→ **Data for this task**:
════════════════
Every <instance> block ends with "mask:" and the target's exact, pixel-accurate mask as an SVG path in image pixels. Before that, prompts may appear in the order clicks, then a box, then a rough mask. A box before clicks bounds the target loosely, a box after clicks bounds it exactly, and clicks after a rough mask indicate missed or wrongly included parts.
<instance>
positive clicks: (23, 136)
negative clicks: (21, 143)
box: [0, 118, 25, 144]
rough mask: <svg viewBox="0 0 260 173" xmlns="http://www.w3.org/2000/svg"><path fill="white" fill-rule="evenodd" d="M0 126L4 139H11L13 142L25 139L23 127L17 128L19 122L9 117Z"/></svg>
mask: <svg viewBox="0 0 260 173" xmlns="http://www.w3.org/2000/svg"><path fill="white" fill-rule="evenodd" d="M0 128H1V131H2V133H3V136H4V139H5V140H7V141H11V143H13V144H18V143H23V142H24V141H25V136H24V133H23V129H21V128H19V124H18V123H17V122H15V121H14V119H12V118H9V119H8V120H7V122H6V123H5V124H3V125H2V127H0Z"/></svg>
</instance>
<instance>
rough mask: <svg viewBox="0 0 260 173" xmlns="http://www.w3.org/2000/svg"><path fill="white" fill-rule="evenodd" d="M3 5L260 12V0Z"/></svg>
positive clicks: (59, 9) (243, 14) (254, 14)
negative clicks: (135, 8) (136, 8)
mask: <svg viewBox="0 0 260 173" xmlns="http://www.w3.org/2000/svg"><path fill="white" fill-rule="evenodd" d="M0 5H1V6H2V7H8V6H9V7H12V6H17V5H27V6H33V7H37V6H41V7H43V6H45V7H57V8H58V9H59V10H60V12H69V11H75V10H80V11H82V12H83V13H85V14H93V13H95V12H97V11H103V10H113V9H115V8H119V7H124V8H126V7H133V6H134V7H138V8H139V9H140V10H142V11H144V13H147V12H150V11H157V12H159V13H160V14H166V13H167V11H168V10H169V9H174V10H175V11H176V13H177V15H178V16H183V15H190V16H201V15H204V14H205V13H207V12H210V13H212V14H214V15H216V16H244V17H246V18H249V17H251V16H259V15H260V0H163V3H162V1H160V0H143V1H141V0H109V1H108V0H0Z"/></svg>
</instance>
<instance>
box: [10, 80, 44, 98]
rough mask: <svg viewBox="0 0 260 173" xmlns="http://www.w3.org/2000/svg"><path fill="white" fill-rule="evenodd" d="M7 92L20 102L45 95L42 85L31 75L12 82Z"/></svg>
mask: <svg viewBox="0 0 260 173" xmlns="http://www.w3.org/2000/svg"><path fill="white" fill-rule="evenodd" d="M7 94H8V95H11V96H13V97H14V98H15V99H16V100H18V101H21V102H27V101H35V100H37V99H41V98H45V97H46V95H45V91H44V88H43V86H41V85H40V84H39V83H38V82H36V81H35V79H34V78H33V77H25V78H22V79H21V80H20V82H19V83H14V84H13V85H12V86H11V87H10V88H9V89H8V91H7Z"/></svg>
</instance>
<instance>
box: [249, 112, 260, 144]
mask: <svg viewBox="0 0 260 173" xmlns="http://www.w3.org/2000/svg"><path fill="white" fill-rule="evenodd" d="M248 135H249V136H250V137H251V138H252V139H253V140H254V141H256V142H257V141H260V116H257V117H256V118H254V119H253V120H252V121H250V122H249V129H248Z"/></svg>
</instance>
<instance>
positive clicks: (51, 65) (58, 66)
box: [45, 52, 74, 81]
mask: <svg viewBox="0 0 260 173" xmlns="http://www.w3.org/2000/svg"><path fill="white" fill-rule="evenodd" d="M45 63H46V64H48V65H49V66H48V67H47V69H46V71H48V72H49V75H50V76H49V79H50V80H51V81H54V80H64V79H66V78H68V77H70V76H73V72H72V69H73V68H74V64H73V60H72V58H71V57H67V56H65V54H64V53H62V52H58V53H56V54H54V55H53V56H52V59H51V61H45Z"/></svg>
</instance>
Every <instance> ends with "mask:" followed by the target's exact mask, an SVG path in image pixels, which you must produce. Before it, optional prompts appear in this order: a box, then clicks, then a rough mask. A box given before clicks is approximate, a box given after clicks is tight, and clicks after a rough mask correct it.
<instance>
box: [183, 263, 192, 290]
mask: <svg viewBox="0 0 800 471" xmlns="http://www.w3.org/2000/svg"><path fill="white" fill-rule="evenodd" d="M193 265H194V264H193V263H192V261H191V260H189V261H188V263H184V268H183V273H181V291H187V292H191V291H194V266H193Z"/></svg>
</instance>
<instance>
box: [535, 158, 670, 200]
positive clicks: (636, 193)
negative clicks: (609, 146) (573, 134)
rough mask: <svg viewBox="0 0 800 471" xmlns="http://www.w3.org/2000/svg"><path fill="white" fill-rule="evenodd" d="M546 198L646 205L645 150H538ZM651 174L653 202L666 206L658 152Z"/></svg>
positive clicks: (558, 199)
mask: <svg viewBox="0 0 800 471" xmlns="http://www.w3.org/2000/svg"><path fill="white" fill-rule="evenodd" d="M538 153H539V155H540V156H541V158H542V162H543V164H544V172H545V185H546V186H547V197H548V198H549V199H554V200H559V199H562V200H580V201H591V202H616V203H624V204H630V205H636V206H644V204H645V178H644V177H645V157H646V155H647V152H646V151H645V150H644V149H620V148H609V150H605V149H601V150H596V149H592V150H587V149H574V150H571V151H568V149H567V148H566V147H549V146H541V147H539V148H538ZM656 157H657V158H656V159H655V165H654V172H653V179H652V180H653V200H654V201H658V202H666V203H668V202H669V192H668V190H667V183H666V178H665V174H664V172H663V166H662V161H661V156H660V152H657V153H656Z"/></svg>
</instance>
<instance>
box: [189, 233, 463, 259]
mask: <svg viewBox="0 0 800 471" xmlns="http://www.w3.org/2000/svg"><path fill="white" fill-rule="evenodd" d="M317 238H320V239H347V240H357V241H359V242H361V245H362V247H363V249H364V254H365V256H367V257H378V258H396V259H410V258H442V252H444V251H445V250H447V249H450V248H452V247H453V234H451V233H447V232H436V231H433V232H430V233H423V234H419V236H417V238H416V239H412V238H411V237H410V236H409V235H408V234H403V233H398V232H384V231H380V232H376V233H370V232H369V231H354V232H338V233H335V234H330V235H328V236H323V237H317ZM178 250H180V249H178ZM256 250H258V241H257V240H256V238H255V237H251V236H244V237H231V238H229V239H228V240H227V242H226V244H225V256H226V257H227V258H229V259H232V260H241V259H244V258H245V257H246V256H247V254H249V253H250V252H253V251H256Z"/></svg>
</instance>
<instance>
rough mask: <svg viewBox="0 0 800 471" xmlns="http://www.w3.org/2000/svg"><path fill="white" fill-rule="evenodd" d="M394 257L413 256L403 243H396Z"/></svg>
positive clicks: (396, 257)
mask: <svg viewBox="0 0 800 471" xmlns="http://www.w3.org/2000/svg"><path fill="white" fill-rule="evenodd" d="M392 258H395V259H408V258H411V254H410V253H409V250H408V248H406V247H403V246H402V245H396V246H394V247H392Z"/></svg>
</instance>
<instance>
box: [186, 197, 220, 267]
════════════════
→ **Task to complete**: Type out the whole listing above again, exactly as it stands.

→ **Result below**:
Every <instance> block ends with "mask:" and the target's exact, pixel-accurate mask as an SVG path in image pixels. Before that, prompts may appear in the order clicks, then a box, then a rough mask. A box before clicks bounds the target loosely, a box after clicks bounds it exactly, and clicks after a rough mask indicate missed or wrongly included parts.
<instance>
positive clicks: (23, 136)
negative clicks: (21, 143)
box: [0, 118, 25, 144]
rough mask: <svg viewBox="0 0 260 173" xmlns="http://www.w3.org/2000/svg"><path fill="white" fill-rule="evenodd" d="M0 126L4 139H11L13 142L25 139L23 127L17 128L19 122L9 117Z"/></svg>
mask: <svg viewBox="0 0 260 173" xmlns="http://www.w3.org/2000/svg"><path fill="white" fill-rule="evenodd" d="M0 128H1V131H2V133H3V136H4V139H5V140H7V141H11V143H13V144H18V143H23V142H24V141H25V136H24V133H23V129H21V128H19V124H18V123H17V122H15V121H14V119H12V118H9V119H8V120H7V122H6V123H5V124H3V125H2V127H0Z"/></svg>
</instance>
<instance>
rough mask: <svg viewBox="0 0 260 173" xmlns="http://www.w3.org/2000/svg"><path fill="white" fill-rule="evenodd" d="M3 5L260 12V0Z"/></svg>
positive clicks: (59, 9) (243, 14) (254, 14)
negative clicks: (135, 8) (136, 8)
mask: <svg viewBox="0 0 260 173" xmlns="http://www.w3.org/2000/svg"><path fill="white" fill-rule="evenodd" d="M0 5H1V6H2V7H8V6H9V7H12V6H17V5H27V6H33V7H37V6H41V7H43V6H45V7H57V8H58V9H59V10H60V12H69V11H75V10H80V11H82V12H83V13H85V14H93V13H95V12H97V11H103V10H113V9H115V8H119V7H124V8H126V7H133V6H134V7H138V8H139V9H140V10H142V11H144V13H147V12H150V11H157V12H159V13H160V14H166V13H167V11H168V10H169V9H174V10H175V11H176V13H177V15H178V16H183V15H190V16H201V15H204V14H205V13H207V12H210V13H212V14H214V15H216V16H244V17H246V18H249V17H251V16H259V15H260V0H163V3H162V1H160V0H143V1H141V0H109V1H108V0H0Z"/></svg>
</instance>
<instance>
box: [10, 80, 44, 98]
rough mask: <svg viewBox="0 0 260 173" xmlns="http://www.w3.org/2000/svg"><path fill="white" fill-rule="evenodd" d="M7 92L20 102L45 95L42 85L31 75L12 82Z"/></svg>
mask: <svg viewBox="0 0 260 173" xmlns="http://www.w3.org/2000/svg"><path fill="white" fill-rule="evenodd" d="M7 94H8V95H11V96H13V97H14V98H15V99H16V100H18V101H21V102H27V101H35V100H37V99H41V98H45V97H46V95H45V91H44V88H43V86H41V85H40V84H39V83H38V82H36V81H35V79H34V78H33V77H25V78H22V79H21V80H20V82H19V83H14V84H13V85H12V86H11V87H10V88H9V89H8V91H7Z"/></svg>
</instance>
<instance>
box: [249, 112, 260, 144]
mask: <svg viewBox="0 0 260 173" xmlns="http://www.w3.org/2000/svg"><path fill="white" fill-rule="evenodd" d="M248 135H249V136H250V137H251V138H252V139H253V140H254V141H256V142H257V141H260V116H257V117H256V118H254V119H253V120H252V121H250V122H249V129H248Z"/></svg>
</instance>
<instance>
positive clicks: (51, 65) (58, 66)
box: [45, 52, 74, 81]
mask: <svg viewBox="0 0 260 173" xmlns="http://www.w3.org/2000/svg"><path fill="white" fill-rule="evenodd" d="M45 63H46V64H48V65H49V66H48V67H47V69H46V71H48V72H49V75H50V76H49V79H50V80H51V81H54V80H64V79H66V78H68V77H70V76H73V72H72V69H73V68H74V64H73V60H72V58H71V57H67V56H65V54H64V53H62V52H58V53H56V54H54V55H53V56H52V59H51V61H45Z"/></svg>
</instance>
Every <instance> ends with "mask:" followed by the target's exact mask, an SVG path in image pixels, which you must produce. Before it, optional prompts appear in this order: a box, then clicks, then a rough mask. A box given before clicks is approximate, a box given after clicks is tight, and clicks after a rough mask correct it.
<instance>
box: [183, 263, 192, 290]
mask: <svg viewBox="0 0 800 471" xmlns="http://www.w3.org/2000/svg"><path fill="white" fill-rule="evenodd" d="M193 265H194V264H193V263H192V261H191V260H189V261H188V263H184V268H183V273H181V291H187V292H191V291H194V266H193Z"/></svg>
</instance>
<instance>
box: [535, 158, 670, 200]
positive clicks: (636, 193)
negative clicks: (609, 146) (573, 134)
rough mask: <svg viewBox="0 0 800 471" xmlns="http://www.w3.org/2000/svg"><path fill="white" fill-rule="evenodd" d="M546 198L646 205L645 150H538ZM651 174L653 202L666 206L658 152Z"/></svg>
positive clicks: (558, 199)
mask: <svg viewBox="0 0 800 471" xmlns="http://www.w3.org/2000/svg"><path fill="white" fill-rule="evenodd" d="M538 153H539V155H540V156H541V158H542V162H543V164H544V172H545V185H546V186H547V197H548V198H549V199H554V200H559V199H562V200H580V201H591V202H616V203H624V204H630V205H636V206H644V204H645V178H644V177H645V157H646V155H647V152H646V151H645V150H644V149H620V148H609V150H605V149H601V150H596V149H592V150H587V149H574V150H571V151H568V149H567V148H566V147H549V146H541V147H539V148H538ZM656 157H657V158H656V159H655V165H654V172H653V179H652V180H653V200H654V201H658V202H666V203H668V202H669V192H668V190H667V183H666V178H665V174H664V172H663V166H662V161H661V156H660V152H657V153H656Z"/></svg>
</instance>
<instance>
box: [189, 233, 463, 259]
mask: <svg viewBox="0 0 800 471" xmlns="http://www.w3.org/2000/svg"><path fill="white" fill-rule="evenodd" d="M317 238H320V239H347V240H357V241H359V242H361V245H362V247H363V249H364V254H365V256H367V257H378V258H396V259H410V258H442V252H444V251H445V250H447V249H450V248H452V247H453V234H451V233H447V232H436V231H433V232H430V233H423V234H419V236H417V238H416V239H412V238H411V237H410V236H409V235H408V234H403V233H398V232H384V231H380V232H376V233H370V232H369V231H354V232H338V233H335V234H330V235H328V236H323V237H317ZM178 250H180V249H178ZM256 250H258V241H257V240H256V238H255V237H251V236H244V237H231V238H229V239H228V240H227V242H226V244H225V256H226V257H227V258H229V259H232V260H241V259H244V258H245V257H246V256H247V254H249V253H250V252H253V251H256Z"/></svg>
</instance>
<instance>
rough mask: <svg viewBox="0 0 800 471" xmlns="http://www.w3.org/2000/svg"><path fill="white" fill-rule="evenodd" d="M394 257L413 256L403 243H396Z"/></svg>
positive clicks: (396, 257)
mask: <svg viewBox="0 0 800 471" xmlns="http://www.w3.org/2000/svg"><path fill="white" fill-rule="evenodd" d="M392 258H395V259H408V258H411V254H410V253H409V250H408V248H406V247H403V246H402V245H396V246H394V247H392Z"/></svg>
</instance>
<instance>
box: [186, 197, 220, 267]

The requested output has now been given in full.